[Natural-language object grounding data]
####

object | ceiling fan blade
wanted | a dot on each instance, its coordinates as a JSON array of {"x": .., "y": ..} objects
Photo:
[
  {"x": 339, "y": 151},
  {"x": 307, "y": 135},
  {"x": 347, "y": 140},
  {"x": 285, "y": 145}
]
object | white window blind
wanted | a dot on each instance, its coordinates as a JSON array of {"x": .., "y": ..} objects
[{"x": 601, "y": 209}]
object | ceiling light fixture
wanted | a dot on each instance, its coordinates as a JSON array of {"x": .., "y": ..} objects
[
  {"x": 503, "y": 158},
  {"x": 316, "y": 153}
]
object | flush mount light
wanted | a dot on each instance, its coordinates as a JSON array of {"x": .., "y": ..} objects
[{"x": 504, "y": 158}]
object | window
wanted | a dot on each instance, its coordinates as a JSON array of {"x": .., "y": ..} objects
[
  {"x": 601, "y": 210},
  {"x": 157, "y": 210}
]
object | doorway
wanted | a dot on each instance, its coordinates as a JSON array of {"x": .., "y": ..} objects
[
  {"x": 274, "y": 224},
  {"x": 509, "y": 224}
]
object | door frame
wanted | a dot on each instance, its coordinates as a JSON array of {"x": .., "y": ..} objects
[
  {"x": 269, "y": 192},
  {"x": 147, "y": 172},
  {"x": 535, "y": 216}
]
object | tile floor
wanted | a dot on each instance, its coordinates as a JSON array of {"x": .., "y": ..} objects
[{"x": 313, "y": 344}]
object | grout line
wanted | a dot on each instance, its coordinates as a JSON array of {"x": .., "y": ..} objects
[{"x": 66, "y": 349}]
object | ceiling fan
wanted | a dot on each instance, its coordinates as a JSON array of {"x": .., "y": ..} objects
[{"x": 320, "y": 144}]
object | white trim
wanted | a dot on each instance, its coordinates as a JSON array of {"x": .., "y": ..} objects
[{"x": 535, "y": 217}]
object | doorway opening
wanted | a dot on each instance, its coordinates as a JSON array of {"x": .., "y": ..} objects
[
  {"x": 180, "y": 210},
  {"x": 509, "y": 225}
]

####

**WORK TO BE COMPLETED:** In the records above, find the lines holding "ceiling". Copy each one.

**ANSWER TO THIS EXERCISE:**
object | ceiling fan blade
object | ceiling light fixture
object | ceiling fan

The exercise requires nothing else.